## THE PROBLEM
Extract the portion of the passage on running an Evidently Report between "Run the Report." and "you can explore.", inclusive.

## PASSAGE
=======

If you want to test share instead of count, use share_tests instead of tests.

Run the Report. Now that our Report with its test conditions is ready - let’s run it! We will apply it to the eval_dataset that we prepared earlier, and send it to the Evidently Cloud.

my_eval = report.run(eval_dataset, None)
ws.add_run(project.id, my_eval, include_data=True)

Including data is optional but useful for most LLM use cases since you’d want to see not just the aggregate results but also the raw texts outputs.

You can preview the results in your Python notebook: call my_eval or my_eval.json().

To view the results, navigate to the Evidently Platform. Go to the Home Page, enter your Project, and find the Reports section in the left menu. Here, you’ll see the Report you can explore.

The Report will have two sections. Metrics show a summary or all values, and Tests will show the pass/fail results in the next tab. You will also see the Dataset with added scores and explanations.

Report view, with “Style” metric selected:

Note: your explanations will vary since LLMs are non-deterministic.

The Test Suite with all Test results:

You can see that we failed the Length check. To find the failed output, you can sort the column “Length” in order and find the longest response.

Using Tags. You can optionally attach Tags to your Reports to associate this specific run with some parameter, like a prompt version. Check the docs on Tags and Metadata.

=======

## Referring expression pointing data
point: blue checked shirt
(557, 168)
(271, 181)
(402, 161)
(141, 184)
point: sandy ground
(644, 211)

=======

## COMPLETED TASK
Run the Report. Now that our Report with its test conditions is ready - let’s run it! We will apply it to the eval_dataset that we prepared earlier, and send it to the Evidently Cloud.

my_eval = report.run(eval_dataset, None)
ws.add_run(project.id, my_eval, include_data=True)

Including data is optional but useful for most LLM use cases since you’d want to see not just the aggregate results but also the raw texts outputs.

You can preview the results in your Python notebook: call my_eval or my_eval.json().

To view the results, navigate to the Evidently Platform. Go to the Home Page, enter your Project, and find the Reports section in the left menu. Here, you’ll see the Report you can explore.